[Start of EXCERPTED TEXT]

CONDITIONS PRECEDENT TO THE OBLIGATIONS OF SELLER
All of the obligations of Seller under this Agreement are subject to the
fulfillment prior to or at the Closing of each of the following conditions, any
one or more of which may be waived in writing by Seller:
5.1. Accuracy of Representations and Warranties. The representations and
warranties of Purchaser contained herein or in any certificate, schedule, or
other document delivered by Purchaser pursuant to the provisions hereof, or in
connection herewith, shall be true and correct in all material respects as of
the Closing with the same effect as though such representations and warranties
had been made at the Closing, except to the extent such representations and
warranties expressly relate only to an earlier date, and except for changes
contemplated by this Agreement or approved in writing by Seller.
5.2. Compliance With Conditions. Purchaser shall have performed and
complied with all agreements and conditions required by this Agreement to be
performed or complied with by it prior to or at the Closing.
5.3. Purchase Price. Purchaser shall have delivered to Seller the Purchase
Price.
Article 6.
CONDITIONS PRECEDENT TO THE OBLIGATIONS OF PURCHASER
All of the obligations of Purchaser under this Agreement are subject to the
fulfillment prior to or at the Closing of each of the following conditions, any
one or more of which may he waived in writing by Purchaser:
6.1. Accuracy of Representations and Warranties. The representations and
warranties of Seller contained herein shall be true and correct in all material
respects as of the Closing with the same effect as though such representations
and warranties had been made at the Closing, except to the extent such
representations and warranties expressly relate only to an earlier date, and
except for changes contemplated by this Agreement or approved in writing by
Seller.
6.2. Compliance With Conditions. Seller shall have performed and complied
with all agreements and conditions required by this Agreement to be performed or
complied with by it prior to or at the Closing.
Article 7.
MISCELLANEOUS
7.1. Notices. Except as provided in Article 2, all notices, requests,
demands and other communications required or permitted hereunder shall be in
writing and shall be deemed to have been duly given if delivered or mailed,
first class, certified mail, postage prepaid, return receipt requested:
a. To Purchaser at:
Xxxxx Xxxxx
0000 X.X. 000xx Xxxxxx, Xxxxx 000
Xxxxx, XX 00000
Xxxxx Gorlovezsky
0000 X.X. 000xx Xxxxxx, Xxxxx 000
Xxxxx, XX 00000
b. To Seller at:
Cognigen Networks, Inc.

[End of EXCERPTED TEXT]
[Start of ROWS]

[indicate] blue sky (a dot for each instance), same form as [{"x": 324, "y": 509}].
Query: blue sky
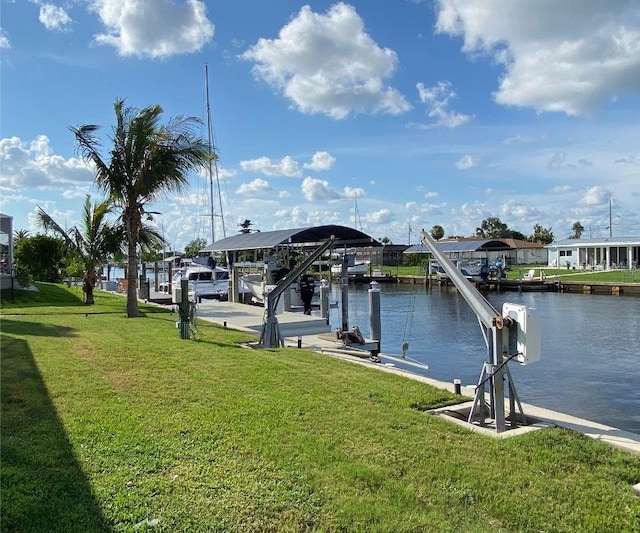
[{"x": 408, "y": 113}]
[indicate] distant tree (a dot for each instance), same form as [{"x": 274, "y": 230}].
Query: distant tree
[
  {"x": 39, "y": 258},
  {"x": 195, "y": 246},
  {"x": 493, "y": 228},
  {"x": 542, "y": 235},
  {"x": 147, "y": 160},
  {"x": 92, "y": 242},
  {"x": 514, "y": 234},
  {"x": 245, "y": 226},
  {"x": 20, "y": 234},
  {"x": 437, "y": 232},
  {"x": 577, "y": 230}
]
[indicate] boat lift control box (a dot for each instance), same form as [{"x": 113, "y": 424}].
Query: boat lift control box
[
  {"x": 176, "y": 294},
  {"x": 525, "y": 336}
]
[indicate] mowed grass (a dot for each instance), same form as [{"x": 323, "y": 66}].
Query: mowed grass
[
  {"x": 116, "y": 424},
  {"x": 519, "y": 271}
]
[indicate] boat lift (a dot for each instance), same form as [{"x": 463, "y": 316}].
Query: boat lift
[
  {"x": 270, "y": 336},
  {"x": 513, "y": 334}
]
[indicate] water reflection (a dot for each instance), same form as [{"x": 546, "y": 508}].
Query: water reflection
[{"x": 590, "y": 364}]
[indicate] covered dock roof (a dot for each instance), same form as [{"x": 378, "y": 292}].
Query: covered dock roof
[
  {"x": 462, "y": 245},
  {"x": 300, "y": 237}
]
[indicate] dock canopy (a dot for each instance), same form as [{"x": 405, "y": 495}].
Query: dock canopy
[
  {"x": 462, "y": 245},
  {"x": 300, "y": 237}
]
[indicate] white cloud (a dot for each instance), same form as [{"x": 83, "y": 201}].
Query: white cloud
[
  {"x": 153, "y": 28},
  {"x": 321, "y": 161},
  {"x": 557, "y": 160},
  {"x": 36, "y": 166},
  {"x": 570, "y": 56},
  {"x": 4, "y": 39},
  {"x": 595, "y": 196},
  {"x": 466, "y": 162},
  {"x": 328, "y": 64},
  {"x": 54, "y": 17},
  {"x": 318, "y": 190},
  {"x": 256, "y": 187},
  {"x": 353, "y": 192},
  {"x": 518, "y": 140},
  {"x": 631, "y": 160},
  {"x": 382, "y": 216},
  {"x": 287, "y": 166},
  {"x": 512, "y": 210},
  {"x": 437, "y": 99},
  {"x": 562, "y": 189}
]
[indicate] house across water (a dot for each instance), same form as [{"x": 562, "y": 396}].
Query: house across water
[{"x": 595, "y": 254}]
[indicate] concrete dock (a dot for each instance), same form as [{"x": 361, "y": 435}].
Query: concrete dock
[{"x": 314, "y": 333}]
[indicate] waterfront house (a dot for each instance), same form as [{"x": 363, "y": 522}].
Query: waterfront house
[
  {"x": 511, "y": 251},
  {"x": 595, "y": 254},
  {"x": 6, "y": 250}
]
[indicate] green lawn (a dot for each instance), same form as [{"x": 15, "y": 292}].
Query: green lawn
[
  {"x": 518, "y": 271},
  {"x": 115, "y": 424}
]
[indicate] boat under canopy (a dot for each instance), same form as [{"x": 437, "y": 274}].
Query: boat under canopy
[{"x": 310, "y": 237}]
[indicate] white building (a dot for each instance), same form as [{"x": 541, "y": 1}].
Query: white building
[{"x": 595, "y": 254}]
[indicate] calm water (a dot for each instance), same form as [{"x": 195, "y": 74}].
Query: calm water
[{"x": 590, "y": 365}]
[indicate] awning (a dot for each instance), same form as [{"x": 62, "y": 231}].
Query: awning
[
  {"x": 300, "y": 237},
  {"x": 459, "y": 246}
]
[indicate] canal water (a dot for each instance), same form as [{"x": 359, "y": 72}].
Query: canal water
[{"x": 590, "y": 364}]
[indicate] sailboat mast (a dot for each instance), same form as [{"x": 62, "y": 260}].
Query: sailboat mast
[
  {"x": 211, "y": 153},
  {"x": 213, "y": 163}
]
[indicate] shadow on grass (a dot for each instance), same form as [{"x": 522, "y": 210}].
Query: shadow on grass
[
  {"x": 43, "y": 486},
  {"x": 48, "y": 294},
  {"x": 20, "y": 327}
]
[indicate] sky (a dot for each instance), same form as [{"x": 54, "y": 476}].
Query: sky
[{"x": 387, "y": 116}]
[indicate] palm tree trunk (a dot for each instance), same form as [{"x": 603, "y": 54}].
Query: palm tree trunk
[
  {"x": 87, "y": 285},
  {"x": 133, "y": 226}
]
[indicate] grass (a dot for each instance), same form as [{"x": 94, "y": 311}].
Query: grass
[
  {"x": 115, "y": 424},
  {"x": 518, "y": 271}
]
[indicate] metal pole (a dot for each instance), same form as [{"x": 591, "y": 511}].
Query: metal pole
[
  {"x": 324, "y": 301},
  {"x": 344, "y": 283},
  {"x": 375, "y": 329}
]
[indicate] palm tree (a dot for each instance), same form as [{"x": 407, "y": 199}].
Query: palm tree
[
  {"x": 92, "y": 242},
  {"x": 147, "y": 161}
]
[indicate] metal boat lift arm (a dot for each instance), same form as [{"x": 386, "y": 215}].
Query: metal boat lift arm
[
  {"x": 270, "y": 337},
  {"x": 486, "y": 313}
]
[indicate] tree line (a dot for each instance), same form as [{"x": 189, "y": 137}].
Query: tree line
[{"x": 147, "y": 160}]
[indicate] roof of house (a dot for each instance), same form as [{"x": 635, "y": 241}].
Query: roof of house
[
  {"x": 464, "y": 245},
  {"x": 301, "y": 237},
  {"x": 574, "y": 243}
]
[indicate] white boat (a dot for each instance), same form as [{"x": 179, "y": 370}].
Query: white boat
[
  {"x": 204, "y": 282},
  {"x": 469, "y": 269},
  {"x": 255, "y": 284},
  {"x": 354, "y": 268}
]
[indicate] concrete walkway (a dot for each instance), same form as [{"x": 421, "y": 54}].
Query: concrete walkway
[{"x": 314, "y": 334}]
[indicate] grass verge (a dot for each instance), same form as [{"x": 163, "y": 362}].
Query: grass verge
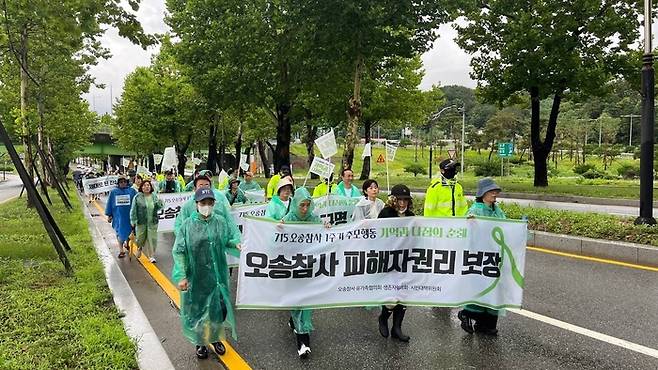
[{"x": 50, "y": 320}]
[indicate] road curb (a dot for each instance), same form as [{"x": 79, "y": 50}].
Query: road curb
[
  {"x": 639, "y": 254},
  {"x": 150, "y": 353}
]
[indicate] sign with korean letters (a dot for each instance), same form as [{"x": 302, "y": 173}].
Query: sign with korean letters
[
  {"x": 412, "y": 260},
  {"x": 99, "y": 185}
]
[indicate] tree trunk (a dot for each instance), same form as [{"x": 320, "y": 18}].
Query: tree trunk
[
  {"x": 365, "y": 171},
  {"x": 311, "y": 135},
  {"x": 263, "y": 158},
  {"x": 212, "y": 146},
  {"x": 282, "y": 151},
  {"x": 542, "y": 149},
  {"x": 353, "y": 115}
]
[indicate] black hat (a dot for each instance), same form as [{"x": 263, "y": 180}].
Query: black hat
[
  {"x": 448, "y": 163},
  {"x": 401, "y": 192}
]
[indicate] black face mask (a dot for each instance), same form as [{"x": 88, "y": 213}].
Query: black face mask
[{"x": 449, "y": 173}]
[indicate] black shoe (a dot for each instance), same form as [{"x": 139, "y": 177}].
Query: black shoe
[
  {"x": 219, "y": 348},
  {"x": 201, "y": 352},
  {"x": 383, "y": 321},
  {"x": 398, "y": 317},
  {"x": 467, "y": 324}
]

[End of ROWS]

> [REQUIRED TASKS]
A – Transcribe the part of the contract excerpt starting with "5.2. Compliance With" and going on through "or complied with by it prior to or at the Closing.".
B – Answer these questions from the contract excerpt:
(i) Under section 5.3, what must Purchaser have delivered to Seller?
(ii) Under section 7.1, in what form must notices, requests, demands and other communications be given?
(iii) Which company is named in section 7.1 as the addressee for notices to Seller?
C – Resume the contract excerpt from the point where it stops.

> [EXPECTED OUTPUTS]
A –
5.2. Compliance With Conditions. Purchaser shall have performed and
complied with all agreements and conditions required by this Agreement to be
performed or complied with by it prior to or at the Closing.

B –
(i) The Purchase Price.
(ii) In writing.
(iii) Cognigen Networks, Inc.

C –
0000 Xxxxxxx Xxx., X.X., #000
Xxxxxxx, XX 00000
Attn.: Xxxxxxx X. Xxxxxx
7.2. Entire Agreement. This Agreement supersedes all prior discussions and
agreements between Purchaser and Seller with respect to the matters contained
herein and this Agreement constitutes the sole and entire agreement between the
parties hereto with respect to the subject matter hereof
7.3. Amendments and Waivers. This Agreement may be amended only by an
instrument in writing executed by the party against whom enforcement of the
amendment is sought. Seller and Purchaser may, by a signed writing, give any
consent, take any action, waive any inaccuracies in representations or other
compliance by the other party to any of the covenants or conditions herein,
modify the terms of this Agreement, or take any other action deemed by Seller or
Purchaser to be necessary or appropriate to consummate the transactions
contemplated by this Agreement.
7.4. Counterparts; Headings. This Agreement may be executed in any number
of counterparts, each of which shall be deemed an original, but all of which
shall constitute one and the same instrument. The headings herein set out are
for convenience of reference only and shall not be deemed a part of this
Agreement.
7.5. Binding Effect. This Agreement shall be binding upon and shall inure
to the benefit of the parties hereto and their respective heirs,
representatives, successors and assigns, but no party may assign, delegate or
otherwise transfer any of such party's rights, duties or obligations hereunder
or interest herein without the written consent of the other party hereto.
7.6. Further Assurances. After the Closing, each party, at the request of
the other party, shall execute, deliver and acknowledge where necessary from
time to time such other and further acts and things as may be reasonably
necessary to more fully and effectively consummate the transactions contemplated
by this Agreement.
7.7. Governing Law. The validity and effect of this Agreement shall be
governed by and construed and enforced in accordance with the laws of the State
of Colorado.
IN WITNESS WHEREOF, the parties have caused this Agreement to be made
effective on the day and year first above written.
PURCHASER:
/s/ Xxxxx Xxxxx
Xxxxx Xxxxx
/s/ Xxxxx Gorlovezsky
Xxxxx Gorlovezsky
SELLER:
COGNIGEN NETWORKS, INC.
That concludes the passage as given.